====== Testo proposto ======

L’autore fa notare come la scelta delle metafore viene fatta in funzione dell’interpretazione che chi le usa intende dare al fenomeno analizzato. Alcune metafore sono equivalenti, ma, in genere, ognuna di esse serve per descrivere solo questa o quella particolarità delle fluttuazioni. Per esempio, come si presentano nel tempo, all’improvviso o in modo regolare; oppure quali sono le loro conseguenze, rovina generale come nel caso di valanghe e terremoti, oppure distruzione selettiva limitata alle unità più deboli con conseguente miglioramento delle opportunità di sviluppo come nel caso dell’estirpazione delle male erbe, o delle tempeste che, per finire, purificano l’atmosfera. Osservo ancora che il libro di Besomi contiene un’utilissima appendice nella quale l’autore riporta la cronologia delle crisi finanziarie e economiche a partire dalla famosa bolla dei bulbi di tulipano, scoppiata in Olanda tra il 1634 e il 1637, per arrivare alla crisi dei subprime del 2007-2008. Nelle conclusioni alla seconda parte Besomi ci avverte che l’uso di metafore può sempre essere una potenziale fonte di errori. In particolare perché praticamente ogni metafora, da lui presentata, può avere un senso diverso, a seconda del modo nel quale viene usata. Già Donald N. Mc Closkey nel suo fondamentale lavoro sulla retorica della scienza economica, avvertiva che «le figure del discorso non sono solo fronzoli. Esse pensano per noi». È quindi un bene che esistano istruzioni per l’uso come questo libro di Daniele Besomi.
Bibliografia
Daniele Besomi: Il linguaggio delle crisi. L’economia tra esplosioni, tempeste e malattie; Donzelli editore, collana virgola, Roma 2017, 265 pp.

======

Nel testo sul linguaggio delle crisi, quali fenomeni vengono citati come esempi delle possibili conseguenze delle fluttuazioni? Elencali tutti.

====== Dati grezzi ======

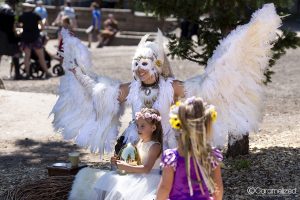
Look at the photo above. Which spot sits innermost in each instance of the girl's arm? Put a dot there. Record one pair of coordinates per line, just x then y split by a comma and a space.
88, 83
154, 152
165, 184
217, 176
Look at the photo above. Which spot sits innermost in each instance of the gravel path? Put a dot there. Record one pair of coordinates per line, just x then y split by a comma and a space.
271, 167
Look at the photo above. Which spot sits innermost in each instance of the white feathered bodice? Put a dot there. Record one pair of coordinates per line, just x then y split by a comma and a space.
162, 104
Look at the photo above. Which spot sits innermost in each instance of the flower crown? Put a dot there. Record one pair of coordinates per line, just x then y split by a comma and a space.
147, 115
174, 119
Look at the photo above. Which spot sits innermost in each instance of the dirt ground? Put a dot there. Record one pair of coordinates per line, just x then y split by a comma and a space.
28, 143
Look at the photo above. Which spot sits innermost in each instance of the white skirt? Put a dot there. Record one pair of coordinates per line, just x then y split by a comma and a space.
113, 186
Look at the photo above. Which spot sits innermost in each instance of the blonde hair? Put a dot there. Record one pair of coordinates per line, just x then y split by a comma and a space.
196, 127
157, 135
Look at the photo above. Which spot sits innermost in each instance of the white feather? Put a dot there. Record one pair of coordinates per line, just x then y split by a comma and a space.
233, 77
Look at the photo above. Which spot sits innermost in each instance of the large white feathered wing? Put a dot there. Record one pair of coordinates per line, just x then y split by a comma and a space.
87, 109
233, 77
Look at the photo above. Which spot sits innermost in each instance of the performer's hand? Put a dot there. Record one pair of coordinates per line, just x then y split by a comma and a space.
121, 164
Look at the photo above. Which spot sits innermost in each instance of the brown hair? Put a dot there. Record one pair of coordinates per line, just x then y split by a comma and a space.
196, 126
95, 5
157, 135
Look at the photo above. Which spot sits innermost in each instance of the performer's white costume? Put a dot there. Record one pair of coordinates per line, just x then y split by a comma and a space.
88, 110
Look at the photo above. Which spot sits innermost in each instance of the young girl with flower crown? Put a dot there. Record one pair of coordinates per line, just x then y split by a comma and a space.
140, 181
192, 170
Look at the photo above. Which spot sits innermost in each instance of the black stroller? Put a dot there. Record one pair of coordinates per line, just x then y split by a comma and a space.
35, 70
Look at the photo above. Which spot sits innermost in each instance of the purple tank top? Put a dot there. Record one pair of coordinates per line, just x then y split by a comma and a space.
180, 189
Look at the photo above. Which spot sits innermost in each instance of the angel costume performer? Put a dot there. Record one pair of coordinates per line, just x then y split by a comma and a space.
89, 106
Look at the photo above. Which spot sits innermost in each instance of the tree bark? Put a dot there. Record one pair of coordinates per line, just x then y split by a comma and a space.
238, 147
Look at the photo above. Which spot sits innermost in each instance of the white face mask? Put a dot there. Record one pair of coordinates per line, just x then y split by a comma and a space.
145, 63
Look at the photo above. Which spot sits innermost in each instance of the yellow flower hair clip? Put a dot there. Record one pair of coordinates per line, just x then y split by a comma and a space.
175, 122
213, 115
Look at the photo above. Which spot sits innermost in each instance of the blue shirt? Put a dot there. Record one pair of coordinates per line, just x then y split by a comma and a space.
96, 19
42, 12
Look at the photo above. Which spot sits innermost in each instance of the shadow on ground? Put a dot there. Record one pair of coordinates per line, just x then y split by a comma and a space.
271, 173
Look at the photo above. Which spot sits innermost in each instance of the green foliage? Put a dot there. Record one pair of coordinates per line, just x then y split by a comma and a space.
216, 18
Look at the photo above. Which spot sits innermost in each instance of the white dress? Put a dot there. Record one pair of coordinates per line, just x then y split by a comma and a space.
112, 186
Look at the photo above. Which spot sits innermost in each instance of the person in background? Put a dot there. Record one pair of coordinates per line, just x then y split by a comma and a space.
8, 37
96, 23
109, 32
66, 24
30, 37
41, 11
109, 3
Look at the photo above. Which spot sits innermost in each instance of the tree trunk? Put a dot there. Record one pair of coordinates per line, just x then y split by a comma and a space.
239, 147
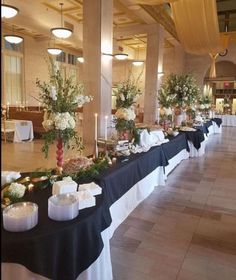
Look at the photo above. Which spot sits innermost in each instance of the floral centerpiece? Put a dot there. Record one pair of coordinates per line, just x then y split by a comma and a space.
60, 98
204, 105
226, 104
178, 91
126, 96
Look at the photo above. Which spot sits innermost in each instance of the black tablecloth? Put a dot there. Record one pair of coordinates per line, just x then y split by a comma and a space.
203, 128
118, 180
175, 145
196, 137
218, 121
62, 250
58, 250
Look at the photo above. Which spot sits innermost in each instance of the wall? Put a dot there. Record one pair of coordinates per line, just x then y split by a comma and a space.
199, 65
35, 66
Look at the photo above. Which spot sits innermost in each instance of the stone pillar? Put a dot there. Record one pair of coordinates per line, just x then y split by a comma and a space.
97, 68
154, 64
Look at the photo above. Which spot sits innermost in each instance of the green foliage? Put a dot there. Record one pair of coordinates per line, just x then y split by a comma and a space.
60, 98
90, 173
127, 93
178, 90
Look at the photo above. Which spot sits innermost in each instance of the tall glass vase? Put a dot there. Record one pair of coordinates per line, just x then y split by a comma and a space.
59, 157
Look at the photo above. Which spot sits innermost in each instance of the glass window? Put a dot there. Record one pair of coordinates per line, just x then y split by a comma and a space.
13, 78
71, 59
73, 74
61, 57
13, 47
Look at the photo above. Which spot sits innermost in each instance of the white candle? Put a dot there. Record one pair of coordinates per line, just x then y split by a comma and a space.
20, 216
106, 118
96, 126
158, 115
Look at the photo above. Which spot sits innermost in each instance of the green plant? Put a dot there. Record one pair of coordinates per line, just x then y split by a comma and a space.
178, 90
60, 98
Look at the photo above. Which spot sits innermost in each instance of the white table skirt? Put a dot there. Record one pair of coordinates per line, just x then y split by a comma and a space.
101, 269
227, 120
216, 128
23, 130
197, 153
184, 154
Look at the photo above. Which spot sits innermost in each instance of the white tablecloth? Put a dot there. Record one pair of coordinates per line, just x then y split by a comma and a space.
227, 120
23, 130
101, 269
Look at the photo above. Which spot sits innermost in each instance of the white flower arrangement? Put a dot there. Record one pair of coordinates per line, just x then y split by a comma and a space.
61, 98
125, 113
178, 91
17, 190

======

*Soluzione:*
- valanghe
- terremoti
- estirpazione delle male erbe
- tempeste che purificano l'atmosfera